§ Given records
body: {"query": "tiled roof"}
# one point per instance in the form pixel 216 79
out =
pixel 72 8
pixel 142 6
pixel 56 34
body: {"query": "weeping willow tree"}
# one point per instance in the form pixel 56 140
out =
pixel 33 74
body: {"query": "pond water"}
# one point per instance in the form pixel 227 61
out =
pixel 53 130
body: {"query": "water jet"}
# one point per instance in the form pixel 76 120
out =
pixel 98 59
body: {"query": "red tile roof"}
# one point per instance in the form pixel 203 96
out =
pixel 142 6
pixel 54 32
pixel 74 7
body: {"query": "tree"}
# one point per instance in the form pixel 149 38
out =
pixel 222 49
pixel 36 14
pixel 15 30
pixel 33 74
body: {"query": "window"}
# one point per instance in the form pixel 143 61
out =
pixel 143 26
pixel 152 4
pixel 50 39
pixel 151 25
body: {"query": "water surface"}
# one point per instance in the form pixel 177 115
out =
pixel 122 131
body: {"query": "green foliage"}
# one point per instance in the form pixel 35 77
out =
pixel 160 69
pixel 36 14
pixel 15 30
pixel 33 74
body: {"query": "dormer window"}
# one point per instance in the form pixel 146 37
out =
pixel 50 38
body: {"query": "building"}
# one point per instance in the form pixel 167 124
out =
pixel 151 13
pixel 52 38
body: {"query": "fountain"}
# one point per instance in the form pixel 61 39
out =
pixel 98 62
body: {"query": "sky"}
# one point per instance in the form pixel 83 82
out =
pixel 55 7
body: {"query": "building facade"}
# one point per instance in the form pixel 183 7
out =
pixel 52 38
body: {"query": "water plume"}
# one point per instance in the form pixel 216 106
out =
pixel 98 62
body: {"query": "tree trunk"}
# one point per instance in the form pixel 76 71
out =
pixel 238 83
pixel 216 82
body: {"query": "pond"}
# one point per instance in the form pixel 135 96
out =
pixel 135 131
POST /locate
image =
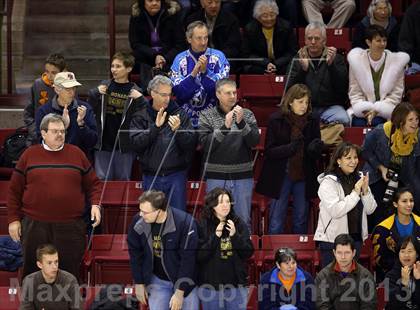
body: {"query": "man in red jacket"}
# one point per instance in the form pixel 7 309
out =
pixel 46 198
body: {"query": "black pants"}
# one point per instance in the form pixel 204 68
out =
pixel 69 238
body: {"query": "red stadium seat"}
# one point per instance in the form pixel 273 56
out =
pixel 262 94
pixel 196 191
pixel 366 255
pixel 108 260
pixel 4 186
pixel 9 297
pixel 303 245
pixel 339 38
pixel 252 298
pixel 119 205
pixel 255 261
pixel 259 153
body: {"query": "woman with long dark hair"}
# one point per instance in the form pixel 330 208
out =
pixel 392 152
pixel 404 278
pixel 345 201
pixel 224 248
pixel 292 147
pixel 389 233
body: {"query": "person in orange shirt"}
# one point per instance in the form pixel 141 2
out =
pixel 42 93
pixel 286 286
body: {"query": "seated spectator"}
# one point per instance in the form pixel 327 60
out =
pixel 291 286
pixel 155 36
pixel 292 146
pixel 409 39
pixel 50 287
pixel 388 234
pixel 378 13
pixel 265 37
pixel 224 247
pixel 343 10
pixel 114 102
pixel 42 92
pixel 222 25
pixel 78 116
pixel 162 136
pixel 162 242
pixel 391 152
pixel 376 79
pixel 344 284
pixel 196 71
pixel 228 133
pixel 404 278
pixel 325 73
pixel 345 202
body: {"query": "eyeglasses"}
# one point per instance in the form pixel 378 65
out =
pixel 163 94
pixel 56 131
pixel 147 212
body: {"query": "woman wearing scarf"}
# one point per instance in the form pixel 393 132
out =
pixel 291 148
pixel 392 149
pixel 376 79
pixel 378 13
pixel 155 36
pixel 391 231
pixel 345 202
pixel 404 278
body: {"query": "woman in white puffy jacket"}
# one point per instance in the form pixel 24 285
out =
pixel 345 201
pixel 376 80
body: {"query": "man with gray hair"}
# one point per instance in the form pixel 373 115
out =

§ What the task asks
Starting with the line that contains "POST /locate", reproduce every line down to the end of the listing above, both endpoints included. Pictures stay out.

§ Finished exercise
POST /locate
image =
body: {"query": "man in red jacket"}
# one point per instance in the form pixel 7 309
out =
pixel 46 198
body: {"query": "black pants"}
# one point per instance in the form pixel 204 68
out =
pixel 69 238
body: {"query": "red stadium seat"}
# one point per instance in the form pixel 273 56
out =
pixel 262 94
pixel 196 191
pixel 366 255
pixel 108 260
pixel 4 186
pixel 9 297
pixel 303 245
pixel 339 38
pixel 252 298
pixel 119 205
pixel 255 261
pixel 259 153
body: {"query": "woman with long dark hair"}
# one point per instance in the form pixel 330 208
out =
pixel 392 152
pixel 404 278
pixel 345 201
pixel 224 248
pixel 292 147
pixel 389 233
body: {"query": "person in orange shirt"}
# one point per instance in the form pixel 141 2
out =
pixel 42 93
pixel 286 286
body: {"query": "seated spectator"}
# one point per instance in the form pixel 327 60
out =
pixel 291 286
pixel 155 36
pixel 292 146
pixel 409 39
pixel 50 287
pixel 388 234
pixel 378 13
pixel 265 37
pixel 224 247
pixel 343 10
pixel 114 102
pixel 42 92
pixel 222 25
pixel 78 116
pixel 162 136
pixel 162 242
pixel 391 152
pixel 376 79
pixel 344 284
pixel 196 71
pixel 228 133
pixel 404 278
pixel 325 73
pixel 345 202
body: {"query": "eyeglasses"}
# one point per instance in the form pixel 378 65
out =
pixel 163 94
pixel 56 131
pixel 147 212
body: {"query": "woman wearing scarf"}
# one point per instance in the form pixel 393 132
out =
pixel 291 148
pixel 392 149
pixel 376 79
pixel 378 13
pixel 155 36
pixel 391 231
pixel 345 202
pixel 404 278
body: {"query": "woman in white puffy jacket"}
# one point per instance in the form pixel 24 285
out =
pixel 345 201
pixel 376 80
body: {"query": "man with gray hair"}
# one point per instance in the form pixel 373 115
out =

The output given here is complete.